Reproduce, word for word, the passage of the X-Files review that begins with the words containing "Extinction or Extermination?" and ends with "by Rob Bowman.".

Page text —
---
The X-Files: “The 6th Extinction”

Extinction or Extermination?

by Sarah Stegall

Copyright 1999 by Sarah Stegall. All rights reserved.

I’m dying, you idiot.” — Fox Mulder to the Cigarette-Smoking Man

“Biogenesis” written by Chris Carter and Frank Spotnitz, directed by Rob Bowman.
“The Sixth Extinction” written by Chris Carter, directed by Kim Manners.
“The Sixth Extinction: Amor Fati” written by David Duchovny and Chris Carter, directed by Michael Watkins.
 

Something really is in danger of dying on The X-Files, and it’s not just Fox Mulder.
---
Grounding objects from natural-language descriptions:
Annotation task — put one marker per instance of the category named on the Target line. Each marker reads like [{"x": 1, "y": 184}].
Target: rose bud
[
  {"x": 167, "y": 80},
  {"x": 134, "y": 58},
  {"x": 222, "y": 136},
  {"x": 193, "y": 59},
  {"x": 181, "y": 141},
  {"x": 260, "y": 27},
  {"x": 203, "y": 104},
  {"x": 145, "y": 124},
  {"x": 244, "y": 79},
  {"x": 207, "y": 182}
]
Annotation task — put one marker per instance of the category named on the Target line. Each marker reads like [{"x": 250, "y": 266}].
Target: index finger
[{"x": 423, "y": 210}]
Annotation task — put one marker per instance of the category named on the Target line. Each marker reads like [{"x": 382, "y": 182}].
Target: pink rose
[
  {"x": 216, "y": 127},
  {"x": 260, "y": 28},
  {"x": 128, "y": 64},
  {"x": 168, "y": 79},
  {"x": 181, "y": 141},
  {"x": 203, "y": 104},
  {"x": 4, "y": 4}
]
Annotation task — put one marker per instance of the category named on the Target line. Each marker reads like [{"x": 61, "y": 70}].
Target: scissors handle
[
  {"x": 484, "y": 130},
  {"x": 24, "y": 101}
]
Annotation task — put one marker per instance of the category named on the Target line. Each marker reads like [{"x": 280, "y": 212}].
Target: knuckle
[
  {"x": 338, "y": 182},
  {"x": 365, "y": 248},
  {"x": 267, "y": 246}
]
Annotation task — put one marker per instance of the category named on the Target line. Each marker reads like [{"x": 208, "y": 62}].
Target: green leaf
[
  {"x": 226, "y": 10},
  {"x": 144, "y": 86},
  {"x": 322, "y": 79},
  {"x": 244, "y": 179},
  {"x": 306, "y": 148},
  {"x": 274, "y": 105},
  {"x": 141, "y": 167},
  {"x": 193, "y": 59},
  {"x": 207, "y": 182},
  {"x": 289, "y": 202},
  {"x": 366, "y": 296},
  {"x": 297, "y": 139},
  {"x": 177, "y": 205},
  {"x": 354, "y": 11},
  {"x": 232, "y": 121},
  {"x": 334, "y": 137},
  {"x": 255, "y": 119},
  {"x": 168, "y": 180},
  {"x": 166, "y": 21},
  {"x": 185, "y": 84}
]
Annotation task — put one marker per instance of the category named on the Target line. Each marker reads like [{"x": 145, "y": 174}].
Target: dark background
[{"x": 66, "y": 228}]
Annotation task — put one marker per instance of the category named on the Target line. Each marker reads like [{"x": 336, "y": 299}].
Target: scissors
---
Solution to the exercise —
Extinction or Extermination?

by Sarah Stegall

Copyright 1999 by Sarah Stegall. All rights reserved.

I’m dying, you idiot.” — Fox Mulder to the Cigarette-Smoking Man

“Biogenesis” written by Chris Carter and Frank Spotnitz, directed by Rob Bowman.